(Point annotations for photos)
-=-=-=-=-

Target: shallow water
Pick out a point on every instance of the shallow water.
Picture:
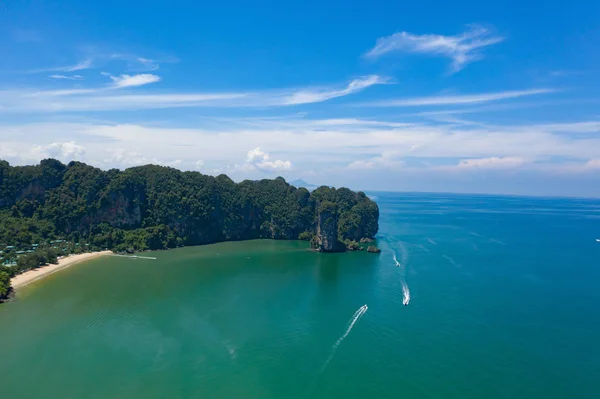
(503, 303)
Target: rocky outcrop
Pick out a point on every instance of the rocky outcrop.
(327, 229)
(373, 249)
(179, 208)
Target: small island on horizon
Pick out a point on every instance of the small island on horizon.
(53, 209)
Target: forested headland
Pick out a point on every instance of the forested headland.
(52, 209)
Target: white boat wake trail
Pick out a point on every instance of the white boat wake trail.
(405, 293)
(355, 318)
(405, 290)
(396, 260)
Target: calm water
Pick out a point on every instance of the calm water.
(504, 303)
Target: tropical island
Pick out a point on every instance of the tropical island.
(52, 210)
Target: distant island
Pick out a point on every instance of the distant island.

-=-=-=-=-

§ **Aim**
Rewrite the material above with "instance" replaced by "occurrence" throughout, changing nothing else. Leave the pictures out of your answer.

§ **Task response**
Target: shallow water
Pick out a point on every occurrence of the shallow water.
Picture:
(503, 303)
Target: rocky outcrop
Pick out a point on every occurrence of the rocky outcrop.
(327, 229)
(373, 249)
(179, 208)
Target: small island on horizon
Pick out a point on every occurrence of the small island on horizon.
(53, 209)
Target: forested headland
Pick out a point on every occurrence of the forested headland.
(52, 209)
Target: white boat wake trail
Pick out a point on every occurrence of the white boat wake trail.
(405, 293)
(355, 318)
(405, 290)
(396, 260)
Target: calm water
Pick out a point on every occurrence of the calm water.
(504, 303)
Target: tropical island
Pick out a point on every occurrence of the tropical island.
(52, 210)
Target: distant island
Pick out a point on every occurrence of the distant island.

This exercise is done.